Listing excerpted from a collection

══════

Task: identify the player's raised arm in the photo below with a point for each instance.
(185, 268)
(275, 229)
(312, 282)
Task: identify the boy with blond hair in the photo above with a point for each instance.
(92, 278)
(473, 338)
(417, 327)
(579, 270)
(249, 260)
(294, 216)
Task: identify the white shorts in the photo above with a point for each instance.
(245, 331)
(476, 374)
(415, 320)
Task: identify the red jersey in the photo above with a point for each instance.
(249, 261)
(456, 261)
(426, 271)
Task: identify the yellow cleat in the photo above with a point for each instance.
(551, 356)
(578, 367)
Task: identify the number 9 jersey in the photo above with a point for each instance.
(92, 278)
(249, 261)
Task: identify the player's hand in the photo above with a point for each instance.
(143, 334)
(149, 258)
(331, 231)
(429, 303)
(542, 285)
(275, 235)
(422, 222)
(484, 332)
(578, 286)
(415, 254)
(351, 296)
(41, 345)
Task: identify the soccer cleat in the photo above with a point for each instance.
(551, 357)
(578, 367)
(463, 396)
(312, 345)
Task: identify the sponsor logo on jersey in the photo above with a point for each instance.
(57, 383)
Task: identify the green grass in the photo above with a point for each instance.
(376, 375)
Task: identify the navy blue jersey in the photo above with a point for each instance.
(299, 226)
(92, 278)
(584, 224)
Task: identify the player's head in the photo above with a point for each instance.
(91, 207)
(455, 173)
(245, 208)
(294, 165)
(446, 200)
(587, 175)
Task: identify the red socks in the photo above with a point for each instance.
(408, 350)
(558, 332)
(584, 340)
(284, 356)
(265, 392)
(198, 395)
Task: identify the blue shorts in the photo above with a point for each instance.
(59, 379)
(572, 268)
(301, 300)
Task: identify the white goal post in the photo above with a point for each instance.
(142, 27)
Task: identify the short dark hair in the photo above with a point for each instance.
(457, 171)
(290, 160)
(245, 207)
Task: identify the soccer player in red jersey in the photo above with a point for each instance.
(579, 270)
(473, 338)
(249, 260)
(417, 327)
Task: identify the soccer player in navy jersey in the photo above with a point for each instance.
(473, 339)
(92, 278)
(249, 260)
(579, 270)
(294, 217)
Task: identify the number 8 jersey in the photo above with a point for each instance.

══════

Task to complete:
Reproduce the listing from the line with "Task: identify the player's head" up to and including its final line, requests included, offsetting every coordinate in the answers by -107. Give only those lines.

Solved problem:
Task: identify the player's head in the photo above with a point for each instance.
(-16, 100)
(348, 66)
(138, 101)
(187, 58)
(339, 93)
(480, 68)
Task: identify the red socks in the photo above with a point for each instance.
(301, 243)
(451, 225)
(477, 233)
(177, 249)
(158, 285)
(91, 288)
Task: identify the blue shorts in the photo above with a point for each instance.
(-48, 272)
(465, 161)
(194, 193)
Task: identify the white goal post in the photo above with a point for each instance.
(35, -80)
Task: identify the short dark hair in the photo above with a point for each instance.
(350, 64)
(183, 53)
(138, 100)
Task: identify the soccer player in red jersey in the photo above with a point for each instance.
(472, 163)
(366, 231)
(142, 153)
(310, 220)
Task: identify the soccer player in navy jersey in the photo above with a point for each instance.
(366, 232)
(-15, 171)
(142, 153)
(472, 163)
(187, 110)
Task: identify the number 8 jersey in the photo above with a point for each instance.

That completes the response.